Stored data
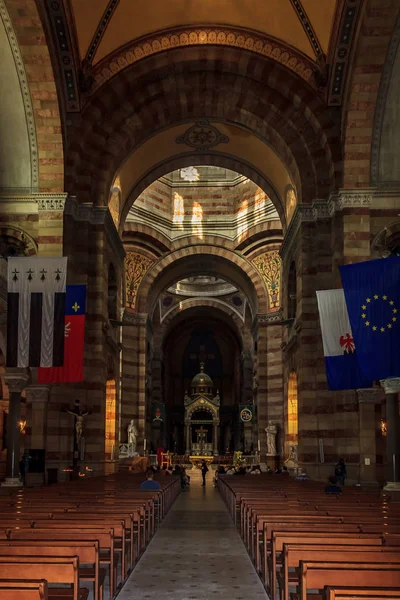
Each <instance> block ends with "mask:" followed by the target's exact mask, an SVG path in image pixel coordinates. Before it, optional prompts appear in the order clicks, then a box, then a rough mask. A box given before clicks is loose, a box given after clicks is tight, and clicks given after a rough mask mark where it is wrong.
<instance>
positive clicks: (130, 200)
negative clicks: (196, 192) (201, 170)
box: [120, 152, 286, 226]
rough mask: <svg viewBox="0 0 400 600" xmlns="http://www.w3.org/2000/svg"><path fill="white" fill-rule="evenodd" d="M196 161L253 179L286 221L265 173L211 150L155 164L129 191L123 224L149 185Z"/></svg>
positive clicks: (281, 199) (278, 211) (283, 206)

What you should do: Leaving the pictures aside, output each entry above exactly as written.

Answer for this exercise:
Each <instance> block ends with "mask:" followed by the target's exact mask, an SVG path in image pixel coordinates. Before it, optional prompts appear in the order clicks, then a box, then a rough mask. A box given before clicks is loose, a box given after clicks is tight, and clicks given after a rough mask mark where it is wrong.
<instance>
positive clicks: (130, 200)
negative clicks: (196, 192) (201, 170)
box: [120, 152, 286, 226]
rough mask: <svg viewBox="0 0 400 600" xmlns="http://www.w3.org/2000/svg"><path fill="white" fill-rule="evenodd" d="M196 161L253 179L286 221L265 173L211 150L155 164L129 191L123 224L149 185Z"/></svg>
positive clicks: (281, 199) (278, 211) (283, 206)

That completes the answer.